Which lines run from the one containing "the bicycle wheel" to the end of the entries? Quote them exactly, and nothing else.

start Records for the task

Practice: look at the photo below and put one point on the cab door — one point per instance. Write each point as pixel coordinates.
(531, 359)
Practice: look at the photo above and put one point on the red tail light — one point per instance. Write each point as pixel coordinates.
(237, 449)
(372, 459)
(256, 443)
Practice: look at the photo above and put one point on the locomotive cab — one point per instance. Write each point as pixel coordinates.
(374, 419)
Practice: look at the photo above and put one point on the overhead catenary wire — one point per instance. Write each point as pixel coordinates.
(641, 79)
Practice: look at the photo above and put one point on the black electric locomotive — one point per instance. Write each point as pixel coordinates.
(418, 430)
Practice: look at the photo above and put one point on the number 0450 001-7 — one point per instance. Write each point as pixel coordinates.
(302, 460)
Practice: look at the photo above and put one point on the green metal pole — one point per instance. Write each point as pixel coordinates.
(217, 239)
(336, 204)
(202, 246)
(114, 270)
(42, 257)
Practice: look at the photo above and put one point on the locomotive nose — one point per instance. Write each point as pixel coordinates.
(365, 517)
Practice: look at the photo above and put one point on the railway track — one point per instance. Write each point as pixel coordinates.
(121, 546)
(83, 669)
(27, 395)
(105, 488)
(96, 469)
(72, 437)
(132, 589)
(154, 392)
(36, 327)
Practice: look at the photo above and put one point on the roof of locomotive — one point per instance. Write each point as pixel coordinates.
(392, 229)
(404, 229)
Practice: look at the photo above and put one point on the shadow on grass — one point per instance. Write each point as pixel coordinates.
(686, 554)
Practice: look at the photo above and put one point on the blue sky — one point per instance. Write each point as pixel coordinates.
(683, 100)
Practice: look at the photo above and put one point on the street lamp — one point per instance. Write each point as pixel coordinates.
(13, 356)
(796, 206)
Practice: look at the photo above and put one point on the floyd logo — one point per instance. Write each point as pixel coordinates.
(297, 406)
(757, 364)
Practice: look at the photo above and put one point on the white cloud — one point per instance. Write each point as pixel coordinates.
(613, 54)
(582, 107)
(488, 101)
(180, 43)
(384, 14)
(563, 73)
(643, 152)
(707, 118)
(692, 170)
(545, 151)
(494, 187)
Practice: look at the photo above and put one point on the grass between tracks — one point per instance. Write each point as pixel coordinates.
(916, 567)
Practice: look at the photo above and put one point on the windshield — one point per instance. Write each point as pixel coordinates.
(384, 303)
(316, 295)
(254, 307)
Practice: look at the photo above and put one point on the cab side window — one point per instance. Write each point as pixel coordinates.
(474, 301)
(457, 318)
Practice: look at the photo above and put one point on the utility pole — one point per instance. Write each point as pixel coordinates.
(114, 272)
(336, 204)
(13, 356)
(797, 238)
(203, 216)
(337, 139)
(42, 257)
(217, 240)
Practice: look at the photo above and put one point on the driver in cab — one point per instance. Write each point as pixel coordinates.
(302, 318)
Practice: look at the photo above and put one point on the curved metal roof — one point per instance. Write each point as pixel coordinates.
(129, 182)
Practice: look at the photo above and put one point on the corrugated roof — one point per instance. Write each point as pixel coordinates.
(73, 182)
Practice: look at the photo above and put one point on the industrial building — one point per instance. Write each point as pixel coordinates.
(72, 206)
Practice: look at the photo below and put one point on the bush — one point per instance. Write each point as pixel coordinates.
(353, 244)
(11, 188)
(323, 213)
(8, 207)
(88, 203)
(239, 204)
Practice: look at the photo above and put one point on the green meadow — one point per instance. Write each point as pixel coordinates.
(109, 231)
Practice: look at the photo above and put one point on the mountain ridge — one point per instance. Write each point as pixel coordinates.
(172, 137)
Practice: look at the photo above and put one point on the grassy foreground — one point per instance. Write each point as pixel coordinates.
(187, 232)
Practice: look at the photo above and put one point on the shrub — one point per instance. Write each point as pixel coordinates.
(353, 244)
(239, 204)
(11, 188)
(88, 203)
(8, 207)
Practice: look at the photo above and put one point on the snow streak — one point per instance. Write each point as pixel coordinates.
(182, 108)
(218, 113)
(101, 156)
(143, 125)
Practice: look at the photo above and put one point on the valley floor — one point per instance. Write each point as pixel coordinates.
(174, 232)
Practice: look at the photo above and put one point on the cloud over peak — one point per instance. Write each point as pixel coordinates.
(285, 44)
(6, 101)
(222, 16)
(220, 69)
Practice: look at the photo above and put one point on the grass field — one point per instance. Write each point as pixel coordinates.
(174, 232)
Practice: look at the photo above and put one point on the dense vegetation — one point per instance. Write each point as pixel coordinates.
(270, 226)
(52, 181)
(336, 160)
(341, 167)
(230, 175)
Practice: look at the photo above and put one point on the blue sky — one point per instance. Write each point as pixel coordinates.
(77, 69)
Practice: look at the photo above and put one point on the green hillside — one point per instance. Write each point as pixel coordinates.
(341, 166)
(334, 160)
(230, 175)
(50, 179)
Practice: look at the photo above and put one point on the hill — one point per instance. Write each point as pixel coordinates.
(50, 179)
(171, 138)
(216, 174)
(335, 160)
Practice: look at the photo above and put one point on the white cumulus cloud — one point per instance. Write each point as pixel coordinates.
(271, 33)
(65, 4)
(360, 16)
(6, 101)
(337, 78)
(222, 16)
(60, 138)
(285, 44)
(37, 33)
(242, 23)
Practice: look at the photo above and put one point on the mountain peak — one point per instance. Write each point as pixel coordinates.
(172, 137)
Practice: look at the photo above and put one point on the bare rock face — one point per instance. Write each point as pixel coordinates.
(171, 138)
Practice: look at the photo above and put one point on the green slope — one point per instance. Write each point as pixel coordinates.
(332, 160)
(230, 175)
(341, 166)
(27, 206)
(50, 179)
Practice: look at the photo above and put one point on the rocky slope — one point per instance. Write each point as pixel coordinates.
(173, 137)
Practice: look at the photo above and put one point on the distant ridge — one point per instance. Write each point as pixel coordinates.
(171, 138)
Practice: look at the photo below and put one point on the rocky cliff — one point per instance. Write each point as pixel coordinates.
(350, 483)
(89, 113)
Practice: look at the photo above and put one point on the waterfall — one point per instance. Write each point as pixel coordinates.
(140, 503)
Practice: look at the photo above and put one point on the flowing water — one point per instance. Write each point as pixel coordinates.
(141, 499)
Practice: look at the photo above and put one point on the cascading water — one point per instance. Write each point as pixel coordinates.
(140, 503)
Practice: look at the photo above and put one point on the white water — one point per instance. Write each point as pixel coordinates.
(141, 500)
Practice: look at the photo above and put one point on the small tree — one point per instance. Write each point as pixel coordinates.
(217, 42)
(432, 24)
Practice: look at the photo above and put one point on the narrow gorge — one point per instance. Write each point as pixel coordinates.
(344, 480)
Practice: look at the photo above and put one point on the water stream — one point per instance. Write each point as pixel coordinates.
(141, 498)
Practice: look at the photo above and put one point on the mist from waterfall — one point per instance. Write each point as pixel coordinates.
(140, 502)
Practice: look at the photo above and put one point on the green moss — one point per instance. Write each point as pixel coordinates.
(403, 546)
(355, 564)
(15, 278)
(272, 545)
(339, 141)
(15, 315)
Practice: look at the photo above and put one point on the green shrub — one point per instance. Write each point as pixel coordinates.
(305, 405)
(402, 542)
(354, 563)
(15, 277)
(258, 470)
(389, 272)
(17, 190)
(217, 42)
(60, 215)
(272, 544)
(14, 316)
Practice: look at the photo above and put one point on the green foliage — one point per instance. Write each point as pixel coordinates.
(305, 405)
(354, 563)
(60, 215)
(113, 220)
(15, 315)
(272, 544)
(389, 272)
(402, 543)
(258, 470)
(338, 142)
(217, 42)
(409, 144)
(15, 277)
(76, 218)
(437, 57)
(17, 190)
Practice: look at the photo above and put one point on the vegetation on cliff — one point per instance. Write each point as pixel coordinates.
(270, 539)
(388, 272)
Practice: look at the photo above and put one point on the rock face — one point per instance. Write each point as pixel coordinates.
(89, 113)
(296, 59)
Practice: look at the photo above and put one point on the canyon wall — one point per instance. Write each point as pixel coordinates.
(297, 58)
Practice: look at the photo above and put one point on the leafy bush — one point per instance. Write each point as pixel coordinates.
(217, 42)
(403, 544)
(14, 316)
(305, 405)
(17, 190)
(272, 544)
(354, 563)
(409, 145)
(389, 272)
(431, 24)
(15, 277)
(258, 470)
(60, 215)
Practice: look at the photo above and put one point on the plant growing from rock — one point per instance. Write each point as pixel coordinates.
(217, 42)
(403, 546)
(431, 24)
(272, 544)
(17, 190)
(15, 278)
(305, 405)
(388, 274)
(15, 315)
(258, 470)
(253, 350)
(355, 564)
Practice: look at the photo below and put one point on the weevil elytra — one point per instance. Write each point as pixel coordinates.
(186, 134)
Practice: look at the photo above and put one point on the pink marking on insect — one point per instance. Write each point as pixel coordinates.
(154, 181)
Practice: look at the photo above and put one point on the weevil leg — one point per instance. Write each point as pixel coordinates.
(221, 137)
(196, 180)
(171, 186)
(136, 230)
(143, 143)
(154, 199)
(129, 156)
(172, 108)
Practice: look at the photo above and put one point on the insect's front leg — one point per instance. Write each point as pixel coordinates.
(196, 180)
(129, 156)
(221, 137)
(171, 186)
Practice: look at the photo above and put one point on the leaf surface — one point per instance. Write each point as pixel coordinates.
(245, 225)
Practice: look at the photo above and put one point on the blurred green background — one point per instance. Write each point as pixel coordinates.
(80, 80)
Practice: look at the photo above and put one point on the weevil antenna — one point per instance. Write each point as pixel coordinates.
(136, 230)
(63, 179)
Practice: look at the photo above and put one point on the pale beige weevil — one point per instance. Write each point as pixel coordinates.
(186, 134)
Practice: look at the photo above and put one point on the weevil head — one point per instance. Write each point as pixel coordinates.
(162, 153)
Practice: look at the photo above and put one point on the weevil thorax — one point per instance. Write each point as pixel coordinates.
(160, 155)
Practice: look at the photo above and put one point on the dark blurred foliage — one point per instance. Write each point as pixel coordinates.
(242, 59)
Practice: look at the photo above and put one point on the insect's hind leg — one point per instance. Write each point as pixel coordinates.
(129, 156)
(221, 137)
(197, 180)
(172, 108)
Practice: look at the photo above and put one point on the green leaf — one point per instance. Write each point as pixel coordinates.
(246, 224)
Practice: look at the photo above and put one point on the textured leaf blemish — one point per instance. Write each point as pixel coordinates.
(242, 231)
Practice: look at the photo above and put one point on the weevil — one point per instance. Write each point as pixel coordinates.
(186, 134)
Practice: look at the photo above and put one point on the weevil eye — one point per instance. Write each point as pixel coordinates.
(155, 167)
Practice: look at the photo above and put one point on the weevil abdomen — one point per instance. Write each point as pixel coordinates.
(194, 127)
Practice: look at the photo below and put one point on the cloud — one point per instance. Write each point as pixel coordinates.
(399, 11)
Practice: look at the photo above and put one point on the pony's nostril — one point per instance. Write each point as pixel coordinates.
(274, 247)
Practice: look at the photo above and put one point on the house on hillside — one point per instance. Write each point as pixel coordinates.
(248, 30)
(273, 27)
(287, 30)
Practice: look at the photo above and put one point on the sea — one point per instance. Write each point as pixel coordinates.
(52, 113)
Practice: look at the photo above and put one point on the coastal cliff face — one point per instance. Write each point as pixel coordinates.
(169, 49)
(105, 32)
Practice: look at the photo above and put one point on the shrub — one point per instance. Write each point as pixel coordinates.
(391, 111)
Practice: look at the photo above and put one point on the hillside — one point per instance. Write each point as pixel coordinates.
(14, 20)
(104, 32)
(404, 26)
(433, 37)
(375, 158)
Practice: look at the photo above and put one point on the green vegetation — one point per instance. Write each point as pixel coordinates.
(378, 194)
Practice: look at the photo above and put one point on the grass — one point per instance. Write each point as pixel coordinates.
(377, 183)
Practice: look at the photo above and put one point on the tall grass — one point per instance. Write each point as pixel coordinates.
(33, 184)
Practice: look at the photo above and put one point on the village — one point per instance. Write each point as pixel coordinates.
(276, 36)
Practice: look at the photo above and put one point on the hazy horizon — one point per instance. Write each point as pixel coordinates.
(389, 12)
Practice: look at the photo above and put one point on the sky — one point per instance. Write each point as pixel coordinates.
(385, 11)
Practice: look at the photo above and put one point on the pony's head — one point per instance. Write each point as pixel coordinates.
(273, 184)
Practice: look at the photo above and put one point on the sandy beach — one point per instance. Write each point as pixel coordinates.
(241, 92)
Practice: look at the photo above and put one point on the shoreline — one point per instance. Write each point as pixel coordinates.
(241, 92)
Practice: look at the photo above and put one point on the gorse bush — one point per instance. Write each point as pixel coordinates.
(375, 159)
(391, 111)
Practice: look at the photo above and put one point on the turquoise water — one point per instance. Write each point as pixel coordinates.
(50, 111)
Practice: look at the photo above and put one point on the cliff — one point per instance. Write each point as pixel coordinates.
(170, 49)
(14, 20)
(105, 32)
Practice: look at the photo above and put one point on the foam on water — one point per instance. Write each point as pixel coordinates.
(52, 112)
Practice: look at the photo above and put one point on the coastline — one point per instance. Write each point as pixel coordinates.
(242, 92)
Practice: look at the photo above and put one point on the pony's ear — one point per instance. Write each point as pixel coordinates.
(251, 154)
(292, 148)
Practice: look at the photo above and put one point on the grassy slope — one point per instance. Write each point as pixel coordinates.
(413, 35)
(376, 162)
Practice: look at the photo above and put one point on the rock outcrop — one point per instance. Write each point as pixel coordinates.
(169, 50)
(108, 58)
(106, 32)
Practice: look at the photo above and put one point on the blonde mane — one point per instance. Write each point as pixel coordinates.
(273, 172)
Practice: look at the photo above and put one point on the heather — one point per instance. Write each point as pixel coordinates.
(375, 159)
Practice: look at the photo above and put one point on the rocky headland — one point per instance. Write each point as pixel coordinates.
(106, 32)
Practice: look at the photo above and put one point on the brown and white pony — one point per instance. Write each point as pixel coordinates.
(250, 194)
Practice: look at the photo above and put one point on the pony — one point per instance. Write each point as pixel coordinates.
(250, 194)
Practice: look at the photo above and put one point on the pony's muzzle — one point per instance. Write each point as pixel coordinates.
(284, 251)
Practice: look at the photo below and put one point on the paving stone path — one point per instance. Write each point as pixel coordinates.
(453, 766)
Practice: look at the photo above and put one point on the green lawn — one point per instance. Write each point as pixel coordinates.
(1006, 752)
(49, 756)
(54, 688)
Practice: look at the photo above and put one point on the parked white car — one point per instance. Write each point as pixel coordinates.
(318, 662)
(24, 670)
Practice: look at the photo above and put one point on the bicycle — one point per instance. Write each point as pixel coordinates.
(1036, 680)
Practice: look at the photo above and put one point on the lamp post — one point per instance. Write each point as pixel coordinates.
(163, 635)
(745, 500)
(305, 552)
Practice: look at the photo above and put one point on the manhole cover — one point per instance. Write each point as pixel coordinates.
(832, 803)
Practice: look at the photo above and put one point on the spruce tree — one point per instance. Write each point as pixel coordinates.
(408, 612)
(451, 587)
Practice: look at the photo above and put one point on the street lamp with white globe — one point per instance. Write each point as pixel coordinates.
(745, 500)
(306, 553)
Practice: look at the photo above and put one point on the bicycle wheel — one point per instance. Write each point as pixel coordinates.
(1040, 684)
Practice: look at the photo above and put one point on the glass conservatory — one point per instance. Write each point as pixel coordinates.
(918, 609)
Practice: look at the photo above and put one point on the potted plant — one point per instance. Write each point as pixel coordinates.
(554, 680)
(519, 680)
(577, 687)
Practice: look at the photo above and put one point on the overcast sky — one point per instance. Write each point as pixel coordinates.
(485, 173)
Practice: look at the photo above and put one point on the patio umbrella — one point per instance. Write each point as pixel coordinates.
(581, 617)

end Records for the task

Exercise output:
Practice: look at the photo above and put one point on the bicycle wheel — one point per instance. Write each point as pixel coordinates.
(1040, 684)
Practice: look at the photo above and put one point on the glass conservatory — one point per instance. Write each point as pixel coordinates.
(918, 609)
Practice: look at the photo above and put one point on the potted plant — one point per instance. Write each point as pixel coordinates.
(554, 680)
(519, 680)
(577, 687)
Practice: look at the photo above and put one point on the overcast sky — one point per instance. Write each point as pixel coordinates.
(485, 173)
Practice: look at the photo above and put one point on the patio umbrella — one point per instance. Write each point as pixel coordinates.
(581, 617)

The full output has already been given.